→ Written problem: Pull out each line of the data that contains the word "cookie", and list those lines in their original order.

+ + + +

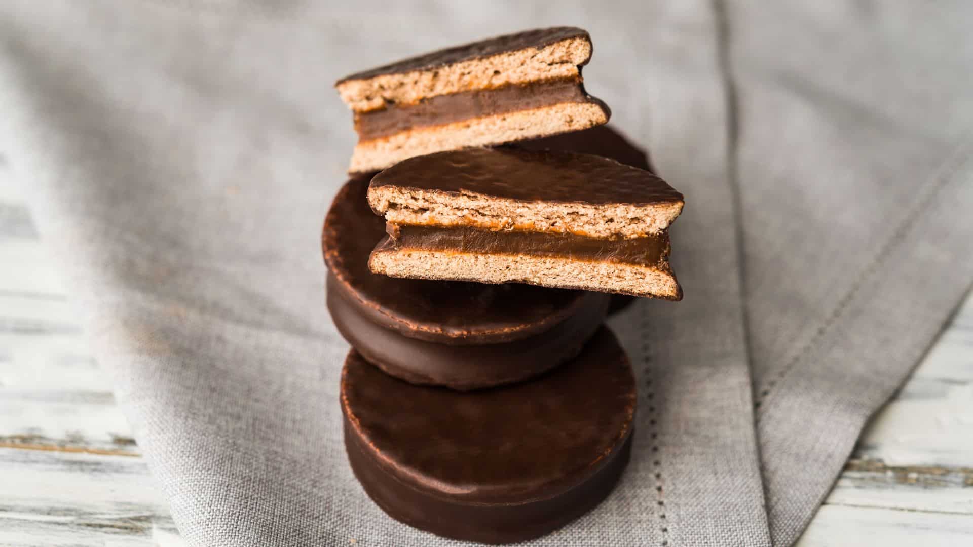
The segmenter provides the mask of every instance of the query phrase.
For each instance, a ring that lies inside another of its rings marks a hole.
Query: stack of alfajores
[[[352,346],[344,443],[408,525],[537,537],[629,460],[635,382],[602,323],[631,297],[681,298],[667,229],[683,200],[603,126],[591,55],[584,30],[539,29],[336,85],[359,135],[322,235]]]

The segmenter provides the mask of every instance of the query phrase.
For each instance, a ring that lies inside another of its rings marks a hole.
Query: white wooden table
[[[3,171],[0,545],[183,545]],[[973,297],[865,432],[800,542],[842,545],[973,545]]]

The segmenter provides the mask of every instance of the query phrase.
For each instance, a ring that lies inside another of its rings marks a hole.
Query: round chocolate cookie
[[[351,469],[382,510],[446,537],[513,543],[611,492],[629,461],[635,381],[605,328],[550,374],[472,393],[401,382],[351,351],[342,410]]]
[[[581,311],[583,291],[372,274],[369,254],[385,237],[385,222],[369,207],[369,180],[353,178],[339,191],[321,236],[328,269],[363,317],[408,338],[484,345],[530,338]]]
[[[578,312],[542,333],[471,346],[403,336],[369,320],[353,298],[333,274],[328,275],[328,310],[338,331],[362,356],[412,383],[459,390],[526,380],[574,357],[601,325],[608,307],[604,295],[586,293]]]
[[[580,131],[571,131],[557,135],[536,138],[517,143],[517,146],[528,150],[566,150],[595,154],[603,158],[611,158],[620,164],[645,169],[655,173],[649,153],[631,143],[621,131],[611,126],[597,126]],[[624,294],[611,295],[611,306],[608,313],[617,313],[633,302],[634,296]]]

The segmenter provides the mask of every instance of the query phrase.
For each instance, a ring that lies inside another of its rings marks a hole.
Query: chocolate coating
[[[649,153],[630,141],[611,126],[597,126],[580,131],[571,131],[517,143],[527,150],[566,150],[611,158],[620,164],[656,172]],[[614,314],[631,306],[637,297],[624,294],[611,295],[608,313]]]
[[[635,382],[602,328],[547,375],[471,393],[400,382],[351,352],[342,409],[352,470],[385,512],[440,535],[514,542],[610,492],[629,457]]]
[[[372,274],[369,254],[385,237],[385,222],[369,207],[368,184],[368,176],[356,177],[339,191],[321,241],[328,269],[373,322],[440,344],[498,344],[544,332],[581,307],[582,291]]]
[[[530,338],[485,346],[448,346],[405,337],[372,322],[328,275],[328,310],[339,332],[370,363],[410,383],[469,390],[522,382],[581,351],[604,320],[607,295],[588,293],[578,312]]]
[[[513,147],[411,158],[377,174],[371,185],[551,203],[650,205],[683,201],[682,194],[658,176],[614,160]]]
[[[649,153],[632,144],[621,131],[610,125],[524,140],[514,146],[526,150],[562,150],[580,154],[594,154],[651,173],[656,172],[652,168]]]
[[[389,64],[349,74],[348,76],[345,76],[336,82],[335,85],[347,82],[348,80],[365,80],[368,78],[375,78],[376,76],[381,76],[383,74],[401,74],[403,72],[412,72],[414,70],[432,70],[434,68],[439,68],[441,66],[464,60],[483,58],[496,54],[516,52],[518,50],[525,50],[527,48],[541,49],[545,46],[554,44],[555,42],[560,42],[571,38],[585,38],[589,42],[592,40],[586,30],[573,26],[555,26],[551,28],[525,30],[516,34],[496,36],[486,40],[480,40],[478,42],[471,42],[469,44],[463,44],[453,48],[438,50],[421,55],[404,58]],[[587,62],[588,59],[586,59],[582,64]]]
[[[451,124],[471,118],[532,110],[562,102],[601,101],[589,96],[578,80],[554,80],[526,86],[438,95],[416,104],[398,105],[355,114],[361,140],[389,136],[414,128]]]
[[[668,232],[633,239],[595,239],[573,234],[494,232],[478,228],[388,224],[390,236],[376,247],[455,251],[473,254],[528,255],[668,268]],[[394,234],[394,236],[392,236]]]

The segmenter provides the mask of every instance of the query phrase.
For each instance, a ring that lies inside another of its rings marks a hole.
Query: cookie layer
[[[580,28],[500,36],[433,52],[336,84],[354,113],[349,172],[414,156],[584,129],[611,112],[589,96],[581,65],[592,55]]]
[[[592,56],[581,28],[559,26],[487,38],[345,76],[335,87],[355,112],[538,80],[577,80]]]
[[[372,322],[439,344],[498,344],[545,332],[582,306],[580,291],[372,274],[369,253],[385,237],[385,222],[369,208],[368,183],[367,176],[352,178],[338,192],[321,240],[328,269]]]
[[[389,222],[634,238],[665,231],[682,195],[644,169],[589,154],[467,149],[406,160],[372,179]]]
[[[597,505],[628,462],[635,400],[607,329],[569,363],[501,389],[412,385],[354,352],[342,376],[345,447],[366,492],[406,524],[486,543],[543,535]]]
[[[386,374],[422,385],[470,390],[523,382],[581,351],[604,320],[608,297],[587,293],[577,312],[530,338],[483,346],[450,346],[408,338],[372,322],[328,276],[328,310],[342,336]]]
[[[410,228],[402,227],[404,237],[386,238],[376,247],[369,260],[372,272],[393,277],[528,283],[665,300],[682,299],[682,288],[665,260],[653,264],[582,259],[569,246],[559,248],[558,242],[564,237],[553,235],[539,235],[548,238],[550,245],[538,243],[528,251],[508,252],[509,246],[502,241],[490,248],[490,242],[504,237],[492,232],[483,232],[472,237],[478,241],[476,245],[455,242],[450,246],[450,241],[462,237],[462,234],[450,234],[458,232],[456,229],[431,229],[441,232],[442,237],[420,235],[413,237]],[[653,238],[665,239],[668,246],[667,235]],[[605,255],[614,252],[610,248],[614,241],[603,241]]]

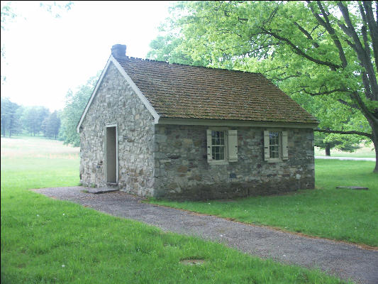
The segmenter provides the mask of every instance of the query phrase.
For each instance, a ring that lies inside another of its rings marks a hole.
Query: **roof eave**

+ + + +

→ Reply:
Query: round chocolate cookie
Query: cookie layer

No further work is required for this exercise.